■ **Records for the exercise**:
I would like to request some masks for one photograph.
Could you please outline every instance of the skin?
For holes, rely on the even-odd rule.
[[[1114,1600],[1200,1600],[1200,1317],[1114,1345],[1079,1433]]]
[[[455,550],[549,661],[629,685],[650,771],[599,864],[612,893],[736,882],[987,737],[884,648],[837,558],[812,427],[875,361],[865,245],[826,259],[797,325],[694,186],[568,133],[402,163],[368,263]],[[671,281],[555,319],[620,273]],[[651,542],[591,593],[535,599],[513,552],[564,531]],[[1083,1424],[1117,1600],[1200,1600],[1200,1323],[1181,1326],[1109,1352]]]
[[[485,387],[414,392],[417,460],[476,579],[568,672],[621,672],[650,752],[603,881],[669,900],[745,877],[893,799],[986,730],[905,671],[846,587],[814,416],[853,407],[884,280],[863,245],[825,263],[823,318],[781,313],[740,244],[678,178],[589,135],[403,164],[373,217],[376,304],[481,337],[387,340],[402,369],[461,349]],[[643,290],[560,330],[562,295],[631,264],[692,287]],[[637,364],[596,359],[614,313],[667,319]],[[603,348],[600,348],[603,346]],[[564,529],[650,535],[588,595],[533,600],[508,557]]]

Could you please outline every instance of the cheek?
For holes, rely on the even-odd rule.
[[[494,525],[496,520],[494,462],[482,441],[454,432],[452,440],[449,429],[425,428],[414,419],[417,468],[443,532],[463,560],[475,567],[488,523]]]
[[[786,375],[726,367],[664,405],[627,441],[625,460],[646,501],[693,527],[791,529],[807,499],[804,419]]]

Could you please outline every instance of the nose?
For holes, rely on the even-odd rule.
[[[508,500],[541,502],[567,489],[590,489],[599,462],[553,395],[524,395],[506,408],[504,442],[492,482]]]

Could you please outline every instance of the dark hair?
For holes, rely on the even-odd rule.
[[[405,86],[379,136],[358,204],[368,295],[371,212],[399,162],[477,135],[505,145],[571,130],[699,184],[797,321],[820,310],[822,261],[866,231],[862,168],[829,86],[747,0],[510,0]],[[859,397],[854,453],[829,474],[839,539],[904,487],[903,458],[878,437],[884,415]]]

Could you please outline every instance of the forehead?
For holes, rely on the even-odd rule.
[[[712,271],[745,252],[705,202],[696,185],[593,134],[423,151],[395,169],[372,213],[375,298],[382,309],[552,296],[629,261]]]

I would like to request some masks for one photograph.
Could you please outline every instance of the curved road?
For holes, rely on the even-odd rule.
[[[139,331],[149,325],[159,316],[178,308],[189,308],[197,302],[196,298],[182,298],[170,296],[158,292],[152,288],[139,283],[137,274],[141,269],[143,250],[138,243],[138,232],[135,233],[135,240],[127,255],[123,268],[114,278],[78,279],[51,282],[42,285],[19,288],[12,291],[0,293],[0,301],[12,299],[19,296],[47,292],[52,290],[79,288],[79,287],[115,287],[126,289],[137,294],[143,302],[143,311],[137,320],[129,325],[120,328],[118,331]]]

■ **What is expected**: Once you find the line containing "Could you please outline every instance of the curved", copy it and every line after it through the end of the records, exactly as they stand.

■ **Solution to this problem**:
Could you please outline every instance of the curved road?
For holes, rely on the even-odd rule.
[[[139,331],[149,325],[159,316],[178,308],[189,308],[197,302],[196,298],[182,298],[170,296],[158,292],[152,288],[139,283],[137,274],[141,269],[143,250],[138,243],[138,232],[135,233],[135,240],[127,255],[123,268],[114,278],[78,279],[51,282],[42,285],[19,288],[12,291],[0,293],[0,301],[12,299],[19,296],[47,292],[52,290],[79,288],[79,287],[115,287],[126,289],[137,294],[143,302],[143,311],[137,320],[129,325],[120,328],[118,331]]]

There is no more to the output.